* _What is required_
Your task is to copy all of the entries exactly as they are given.

Extracted data entries
☆ ☆ ☆ ☆
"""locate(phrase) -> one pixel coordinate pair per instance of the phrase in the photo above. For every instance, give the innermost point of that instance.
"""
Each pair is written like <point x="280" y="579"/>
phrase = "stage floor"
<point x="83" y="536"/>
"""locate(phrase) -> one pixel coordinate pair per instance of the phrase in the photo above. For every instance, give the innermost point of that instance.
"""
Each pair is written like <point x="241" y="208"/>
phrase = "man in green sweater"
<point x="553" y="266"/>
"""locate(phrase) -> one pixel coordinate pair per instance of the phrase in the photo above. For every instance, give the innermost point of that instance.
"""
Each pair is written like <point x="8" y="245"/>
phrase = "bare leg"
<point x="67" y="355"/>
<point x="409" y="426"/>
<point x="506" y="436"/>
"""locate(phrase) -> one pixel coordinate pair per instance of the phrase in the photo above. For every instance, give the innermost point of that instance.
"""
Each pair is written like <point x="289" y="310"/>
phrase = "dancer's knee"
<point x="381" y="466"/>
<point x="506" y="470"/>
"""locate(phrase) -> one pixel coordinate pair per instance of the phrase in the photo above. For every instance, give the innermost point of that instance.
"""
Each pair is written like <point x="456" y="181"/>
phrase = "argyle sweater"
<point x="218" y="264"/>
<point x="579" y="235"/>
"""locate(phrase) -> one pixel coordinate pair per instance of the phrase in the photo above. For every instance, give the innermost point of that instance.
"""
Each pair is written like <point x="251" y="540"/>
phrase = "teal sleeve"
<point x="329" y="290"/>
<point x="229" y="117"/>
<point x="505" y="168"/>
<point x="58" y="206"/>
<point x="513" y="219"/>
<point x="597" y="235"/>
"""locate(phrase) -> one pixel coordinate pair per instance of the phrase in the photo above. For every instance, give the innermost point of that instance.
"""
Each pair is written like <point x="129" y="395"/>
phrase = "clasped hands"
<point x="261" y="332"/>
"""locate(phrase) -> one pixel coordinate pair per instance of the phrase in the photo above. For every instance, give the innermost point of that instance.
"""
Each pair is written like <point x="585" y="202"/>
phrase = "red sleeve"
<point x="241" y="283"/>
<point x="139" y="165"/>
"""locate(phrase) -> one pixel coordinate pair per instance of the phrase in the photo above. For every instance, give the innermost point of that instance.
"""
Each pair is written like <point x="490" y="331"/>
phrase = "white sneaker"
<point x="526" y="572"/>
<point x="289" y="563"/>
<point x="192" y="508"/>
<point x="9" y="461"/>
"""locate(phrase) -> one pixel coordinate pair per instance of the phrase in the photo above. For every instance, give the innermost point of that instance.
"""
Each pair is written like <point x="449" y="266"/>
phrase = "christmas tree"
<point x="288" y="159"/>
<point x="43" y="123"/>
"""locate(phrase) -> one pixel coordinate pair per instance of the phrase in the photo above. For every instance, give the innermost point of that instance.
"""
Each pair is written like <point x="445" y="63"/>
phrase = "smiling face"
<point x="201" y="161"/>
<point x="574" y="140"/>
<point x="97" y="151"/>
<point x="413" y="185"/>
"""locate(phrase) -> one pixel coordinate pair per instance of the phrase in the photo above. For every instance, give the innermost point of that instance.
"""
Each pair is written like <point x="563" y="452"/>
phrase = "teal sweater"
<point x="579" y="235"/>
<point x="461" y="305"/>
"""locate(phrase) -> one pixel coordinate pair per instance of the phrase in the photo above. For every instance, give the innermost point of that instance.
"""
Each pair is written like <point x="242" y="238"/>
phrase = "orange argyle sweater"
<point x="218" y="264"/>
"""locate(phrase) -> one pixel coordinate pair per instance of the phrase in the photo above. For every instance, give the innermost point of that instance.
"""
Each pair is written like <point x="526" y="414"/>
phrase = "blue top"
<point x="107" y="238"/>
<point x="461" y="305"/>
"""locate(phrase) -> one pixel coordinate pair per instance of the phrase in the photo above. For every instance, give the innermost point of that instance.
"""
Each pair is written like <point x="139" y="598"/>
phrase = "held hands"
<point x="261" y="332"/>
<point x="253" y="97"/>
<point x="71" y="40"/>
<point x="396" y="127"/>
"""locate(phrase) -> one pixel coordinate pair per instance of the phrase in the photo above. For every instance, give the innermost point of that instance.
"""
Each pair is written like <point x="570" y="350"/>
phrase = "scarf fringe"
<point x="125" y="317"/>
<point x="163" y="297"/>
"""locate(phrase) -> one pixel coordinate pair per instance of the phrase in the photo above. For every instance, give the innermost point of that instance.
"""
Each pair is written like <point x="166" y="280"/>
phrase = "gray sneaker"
☆ ☆ ☆ ☆
* _Exercise response_
"""locate(phrase) -> one pixel coordinate pair per instance of the phrase in the photo above. For every instance, give the innermost point of that instance.
"""
Each pair is written like <point x="280" y="579"/>
phrase = "stage floor"
<point x="83" y="536"/>
"""locate(phrase) -> one pixel coordinate pair per instance of the phrase in the photo above. For every instance, give the innermost point of that instance.
"""
Each pair is written like <point x="241" y="208"/>
phrase = "man in green sweater"
<point x="553" y="266"/>
"""locate(phrase) -> one pixel coordinate pair per instance of the phrase in the photo above. For every instance, give the innermost point of that instance.
"""
Each pair is written like <point x="8" y="245"/>
phrase = "bare leg"
<point x="67" y="355"/>
<point x="409" y="426"/>
<point x="506" y="436"/>
"""locate(phrase) -> one pixel coordinate pair per instance of the phrase in the photo above. For every instance, give the innermost point of that instance.
"""
Each pair is written like <point x="289" y="310"/>
phrase = "dancer's knee"
<point x="381" y="466"/>
<point x="506" y="470"/>
"""locate(phrase) -> one pixel coordinate pair per instance of the phrase in the photo above. For every instance, give the innermost point of that instance.
"""
Each pair is written like <point x="456" y="181"/>
phrase = "argyle sweater"
<point x="218" y="264"/>
<point x="579" y="235"/>
"""locate(phrase) -> one pixel coordinate pair per instance of the phrase in the photo above. For every instance, give the innermost point of that instance.
"""
Each pair is written like <point x="251" y="540"/>
phrase = "teal sleeve"
<point x="329" y="290"/>
<point x="229" y="117"/>
<point x="505" y="168"/>
<point x="58" y="206"/>
<point x="513" y="219"/>
<point x="597" y="235"/>
"""locate(phrase) -> one pixel coordinate pair per instance of the phrase in the photo above. For every instance, give the innermost point of that instance.
"""
Each pair is written like <point x="129" y="395"/>
phrase = "clasped hands"
<point x="261" y="332"/>
"""locate(phrase) -> one pixel coordinate pair per instance of the phrase in the photo above. For every instance, give the innermost point of that instance.
"""
Each pair is written like <point x="585" y="202"/>
phrase = "red sleeve"
<point x="241" y="283"/>
<point x="139" y="165"/>
"""locate(phrase) -> one pixel coordinate pair per instance of the phrase in the photo above. For every instance, give the innermost point of that instance.
"""
Each pair is written like <point x="490" y="331"/>
phrase = "white sneaker"
<point x="526" y="572"/>
<point x="289" y="563"/>
<point x="192" y="508"/>
<point x="9" y="461"/>
"""locate(phrase) -> one pixel coordinate pair per instance of the phrase in the photo above. For every instance, give the innermost point of that instance.
"""
Each pair is written like <point x="449" y="266"/>
phrase = "christmas tree"
<point x="288" y="159"/>
<point x="43" y="123"/>
"""locate(phrase) -> one pixel coordinate pair per instance of the phrase in the photo above. For every instance, give the innermost point of that instance.
"""
Each pair is written like <point x="445" y="63"/>
phrase = "smiling face"
<point x="201" y="161"/>
<point x="574" y="140"/>
<point x="97" y="151"/>
<point x="413" y="185"/>
"""locate(phrase) -> one pixel coordinate pair per instance of the phrase in the photo above. For every instance, give the innermost point of that instance.
"""
Each pair is written like <point x="563" y="452"/>
phrase = "teal sweater"
<point x="579" y="235"/>
<point x="461" y="305"/>
"""locate(phrase) -> one pixel coordinate pair per instance of the phrase in the photo above. For every instance, give the innermost point of that instance.
"""
Each pair is written like <point x="242" y="238"/>
phrase = "orange argyle sweater"
<point x="218" y="264"/>
"""locate(phrase) -> one pixel coordinate pair per instance of the phrase in the photo above. For every instance, give the innermost point of that instance.
"""
Each pair is written like <point x="526" y="414"/>
phrase = "blue top"
<point x="107" y="238"/>
<point x="461" y="305"/>
"""locate(phrase) -> one pixel coordinate pair per instance of the phrase in the photo above. For every instance, give the innermost point of that instance.
"""
Each pair is written like <point x="139" y="598"/>
phrase = "held hands"
<point x="261" y="332"/>
<point x="253" y="97"/>
<point x="71" y="40"/>
<point x="396" y="127"/>
"""locate(phrase) -> one pixel coordinate pair per instance of the phrase in the photo above. For every instance, give the innermost point of that instance.
"""
Each pair is written like <point x="570" y="350"/>
phrase = "scarf fringe"
<point x="125" y="317"/>
<point x="163" y="297"/>
"""locate(phrase) -> one pixel coordinate pair per instance of the phrase in the photo above. For every instance, give the innermost point of that instance.
"""
Each pair is written like <point x="166" y="280"/>
phrase = "gray sneaker"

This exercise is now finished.